━━━━━ Excerpted records

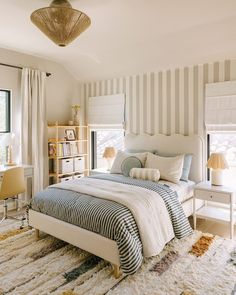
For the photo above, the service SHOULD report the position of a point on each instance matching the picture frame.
(70, 134)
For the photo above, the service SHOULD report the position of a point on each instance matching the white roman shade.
(106, 111)
(220, 108)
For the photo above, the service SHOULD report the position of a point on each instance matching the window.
(5, 114)
(100, 139)
(225, 143)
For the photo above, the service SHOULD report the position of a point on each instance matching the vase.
(76, 118)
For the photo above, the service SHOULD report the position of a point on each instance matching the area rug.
(50, 266)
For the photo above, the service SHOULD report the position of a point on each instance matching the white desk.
(28, 172)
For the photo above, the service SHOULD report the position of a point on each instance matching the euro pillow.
(121, 156)
(129, 163)
(186, 165)
(170, 167)
(145, 174)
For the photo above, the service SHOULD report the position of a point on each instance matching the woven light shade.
(217, 161)
(60, 22)
(109, 152)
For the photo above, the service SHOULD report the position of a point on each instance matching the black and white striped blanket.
(109, 218)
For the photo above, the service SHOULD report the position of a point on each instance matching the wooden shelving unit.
(60, 149)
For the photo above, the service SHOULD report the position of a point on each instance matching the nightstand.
(219, 204)
(99, 171)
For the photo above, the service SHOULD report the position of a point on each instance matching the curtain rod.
(20, 68)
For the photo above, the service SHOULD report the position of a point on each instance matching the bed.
(103, 245)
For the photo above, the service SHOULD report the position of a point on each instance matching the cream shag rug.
(50, 266)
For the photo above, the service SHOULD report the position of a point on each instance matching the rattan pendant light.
(60, 22)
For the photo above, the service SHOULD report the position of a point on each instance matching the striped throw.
(145, 174)
(110, 219)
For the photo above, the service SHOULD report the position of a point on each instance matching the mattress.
(108, 218)
(184, 189)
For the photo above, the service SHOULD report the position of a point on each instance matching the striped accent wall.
(165, 102)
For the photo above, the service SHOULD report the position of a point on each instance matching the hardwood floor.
(215, 228)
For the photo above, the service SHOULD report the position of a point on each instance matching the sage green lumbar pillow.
(129, 163)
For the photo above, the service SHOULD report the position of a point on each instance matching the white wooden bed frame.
(104, 247)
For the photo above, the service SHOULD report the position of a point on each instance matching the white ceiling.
(128, 36)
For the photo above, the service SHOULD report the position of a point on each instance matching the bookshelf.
(67, 152)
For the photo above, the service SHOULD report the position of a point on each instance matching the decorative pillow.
(121, 156)
(170, 167)
(186, 165)
(129, 163)
(145, 174)
(133, 151)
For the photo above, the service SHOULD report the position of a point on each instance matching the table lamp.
(109, 154)
(217, 163)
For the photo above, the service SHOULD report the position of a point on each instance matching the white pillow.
(145, 174)
(170, 167)
(121, 156)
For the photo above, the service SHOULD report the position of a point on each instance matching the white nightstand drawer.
(212, 196)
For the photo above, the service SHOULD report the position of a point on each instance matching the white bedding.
(184, 189)
(149, 211)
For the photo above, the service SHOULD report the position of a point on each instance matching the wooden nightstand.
(222, 210)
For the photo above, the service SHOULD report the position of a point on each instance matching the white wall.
(62, 89)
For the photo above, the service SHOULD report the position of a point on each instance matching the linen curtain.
(33, 125)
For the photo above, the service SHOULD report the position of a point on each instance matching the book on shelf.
(64, 149)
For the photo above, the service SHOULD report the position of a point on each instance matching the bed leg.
(36, 234)
(116, 271)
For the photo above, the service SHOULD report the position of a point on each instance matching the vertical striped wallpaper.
(165, 102)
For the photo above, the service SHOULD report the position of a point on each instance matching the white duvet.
(147, 207)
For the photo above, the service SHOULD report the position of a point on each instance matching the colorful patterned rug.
(50, 266)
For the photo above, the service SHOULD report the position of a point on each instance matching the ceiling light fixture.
(60, 22)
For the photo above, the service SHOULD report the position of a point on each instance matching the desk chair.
(12, 185)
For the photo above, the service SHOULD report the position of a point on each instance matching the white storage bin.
(65, 166)
(66, 178)
(79, 164)
(77, 176)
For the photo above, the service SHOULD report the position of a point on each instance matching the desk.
(28, 172)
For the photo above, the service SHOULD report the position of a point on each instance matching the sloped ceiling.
(128, 36)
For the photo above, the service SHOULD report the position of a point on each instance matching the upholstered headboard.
(172, 145)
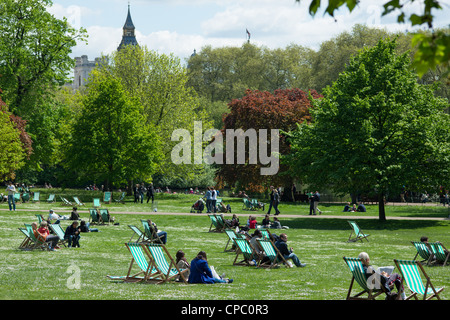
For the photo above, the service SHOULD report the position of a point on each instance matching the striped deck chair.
(372, 288)
(107, 197)
(249, 254)
(231, 235)
(104, 216)
(35, 197)
(26, 243)
(217, 223)
(94, 216)
(77, 201)
(150, 233)
(359, 235)
(139, 233)
(96, 202)
(440, 252)
(143, 262)
(409, 269)
(58, 230)
(424, 251)
(165, 271)
(272, 257)
(35, 242)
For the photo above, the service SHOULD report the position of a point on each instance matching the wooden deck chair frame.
(138, 257)
(424, 251)
(36, 197)
(272, 252)
(96, 202)
(77, 201)
(58, 230)
(216, 222)
(410, 273)
(107, 197)
(121, 199)
(94, 216)
(26, 244)
(152, 236)
(245, 248)
(104, 216)
(51, 197)
(35, 242)
(359, 235)
(356, 267)
(66, 202)
(139, 233)
(439, 252)
(231, 235)
(164, 270)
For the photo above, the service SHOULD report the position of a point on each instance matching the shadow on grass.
(342, 224)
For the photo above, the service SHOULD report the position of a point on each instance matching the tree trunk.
(381, 209)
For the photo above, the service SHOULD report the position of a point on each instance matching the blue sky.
(179, 27)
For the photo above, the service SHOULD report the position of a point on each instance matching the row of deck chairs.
(31, 242)
(154, 264)
(247, 255)
(107, 198)
(410, 272)
(431, 253)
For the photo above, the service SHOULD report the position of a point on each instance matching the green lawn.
(319, 242)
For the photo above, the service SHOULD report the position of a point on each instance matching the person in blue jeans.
(11, 189)
(200, 272)
(281, 245)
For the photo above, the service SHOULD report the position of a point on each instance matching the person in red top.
(45, 234)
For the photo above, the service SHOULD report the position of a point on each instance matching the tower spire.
(128, 36)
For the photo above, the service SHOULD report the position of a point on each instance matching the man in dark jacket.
(281, 245)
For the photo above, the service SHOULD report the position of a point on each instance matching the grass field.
(319, 241)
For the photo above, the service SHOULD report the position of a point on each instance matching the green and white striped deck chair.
(231, 235)
(35, 197)
(77, 201)
(143, 262)
(150, 233)
(356, 267)
(274, 257)
(359, 235)
(245, 248)
(139, 233)
(27, 242)
(440, 252)
(409, 270)
(96, 202)
(423, 250)
(58, 230)
(165, 271)
(51, 198)
(35, 243)
(93, 216)
(217, 223)
(104, 215)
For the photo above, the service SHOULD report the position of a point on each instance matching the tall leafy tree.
(375, 130)
(281, 110)
(111, 141)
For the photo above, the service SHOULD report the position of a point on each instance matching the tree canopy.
(375, 130)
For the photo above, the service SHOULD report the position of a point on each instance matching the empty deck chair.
(424, 251)
(143, 262)
(359, 235)
(77, 201)
(440, 252)
(167, 269)
(410, 271)
(371, 288)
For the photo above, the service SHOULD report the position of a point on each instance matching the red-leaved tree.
(281, 110)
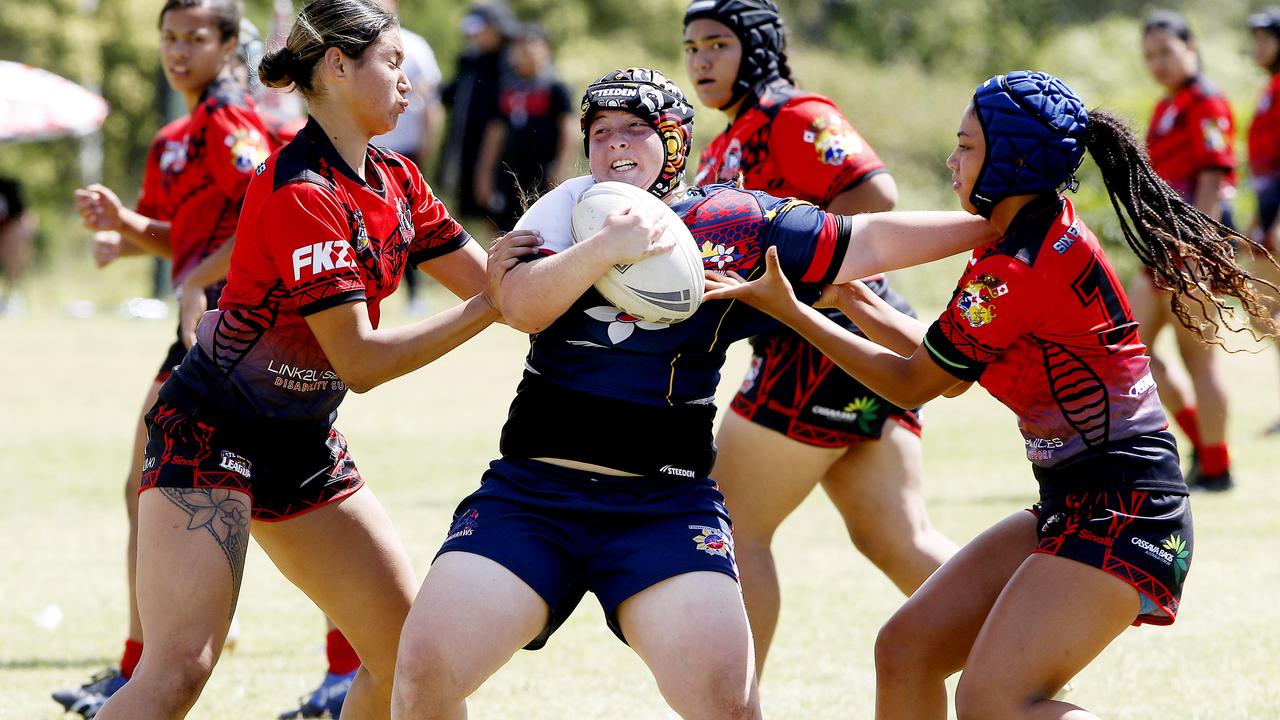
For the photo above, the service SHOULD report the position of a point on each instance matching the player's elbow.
(524, 317)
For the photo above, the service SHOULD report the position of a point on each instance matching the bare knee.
(981, 700)
(720, 698)
(903, 650)
(426, 684)
(174, 679)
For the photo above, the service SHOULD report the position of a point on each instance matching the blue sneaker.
(90, 697)
(324, 701)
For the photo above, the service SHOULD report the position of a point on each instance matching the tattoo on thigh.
(224, 516)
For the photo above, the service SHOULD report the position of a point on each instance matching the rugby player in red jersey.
(1191, 141)
(799, 420)
(1265, 145)
(242, 434)
(1038, 319)
(193, 182)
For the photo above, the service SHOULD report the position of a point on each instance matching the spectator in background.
(17, 236)
(1265, 146)
(419, 130)
(1191, 141)
(472, 99)
(529, 146)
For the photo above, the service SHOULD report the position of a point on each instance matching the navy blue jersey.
(621, 376)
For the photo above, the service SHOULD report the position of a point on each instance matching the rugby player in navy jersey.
(242, 437)
(603, 481)
(1041, 320)
(798, 420)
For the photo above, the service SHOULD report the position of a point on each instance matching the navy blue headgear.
(1034, 127)
(758, 27)
(659, 103)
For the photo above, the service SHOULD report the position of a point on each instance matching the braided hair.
(1191, 254)
(1037, 132)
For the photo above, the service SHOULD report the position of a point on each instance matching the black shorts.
(791, 387)
(284, 469)
(1141, 536)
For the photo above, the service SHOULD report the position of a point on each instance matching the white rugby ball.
(663, 288)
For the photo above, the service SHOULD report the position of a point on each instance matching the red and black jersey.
(1189, 133)
(1041, 320)
(201, 171)
(167, 158)
(790, 144)
(1265, 132)
(312, 235)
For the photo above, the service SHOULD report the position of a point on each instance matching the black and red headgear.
(758, 27)
(658, 101)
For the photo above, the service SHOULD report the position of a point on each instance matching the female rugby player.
(799, 420)
(193, 183)
(1192, 146)
(241, 437)
(1038, 319)
(603, 481)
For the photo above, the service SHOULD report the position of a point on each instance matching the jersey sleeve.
(812, 244)
(552, 215)
(435, 232)
(1215, 133)
(236, 145)
(987, 313)
(819, 151)
(306, 232)
(151, 199)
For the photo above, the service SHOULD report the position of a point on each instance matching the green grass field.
(72, 390)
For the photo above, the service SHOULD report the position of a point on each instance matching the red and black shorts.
(1141, 536)
(795, 390)
(284, 469)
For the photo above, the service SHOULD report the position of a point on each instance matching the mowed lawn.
(71, 392)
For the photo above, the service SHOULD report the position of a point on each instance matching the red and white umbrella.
(36, 104)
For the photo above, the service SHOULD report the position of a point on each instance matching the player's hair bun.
(274, 71)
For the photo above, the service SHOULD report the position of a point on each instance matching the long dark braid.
(1191, 254)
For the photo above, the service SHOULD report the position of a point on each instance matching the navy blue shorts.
(566, 532)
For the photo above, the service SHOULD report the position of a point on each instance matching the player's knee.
(979, 700)
(901, 647)
(177, 678)
(424, 679)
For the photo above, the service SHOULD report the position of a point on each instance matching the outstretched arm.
(365, 358)
(905, 381)
(888, 241)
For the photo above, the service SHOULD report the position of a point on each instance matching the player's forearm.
(881, 322)
(462, 272)
(366, 358)
(147, 233)
(211, 269)
(876, 367)
(535, 294)
(888, 241)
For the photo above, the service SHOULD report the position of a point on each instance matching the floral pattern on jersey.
(621, 324)
(718, 255)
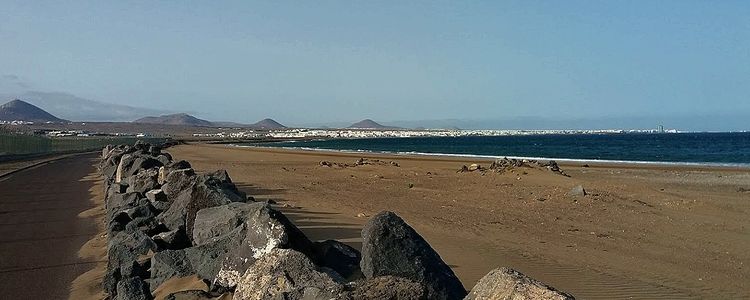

━━━━━━━━━━

Exercise objective:
The copy should hold, exactly, the lines from the one containing "the player's forearm." to the final line of the listing above, with both ends present and no pictures.

Result of this exercise:
For the photo above, the service SHOULD report the position of a point on each instance matching the player's forearm.
(881, 322)
(462, 272)
(366, 358)
(147, 233)
(211, 269)
(876, 367)
(535, 294)
(888, 241)
For the photo above, the service SHOULD report the position of a point on each instance matching the floral pattern on jersey.
(621, 324)
(718, 255)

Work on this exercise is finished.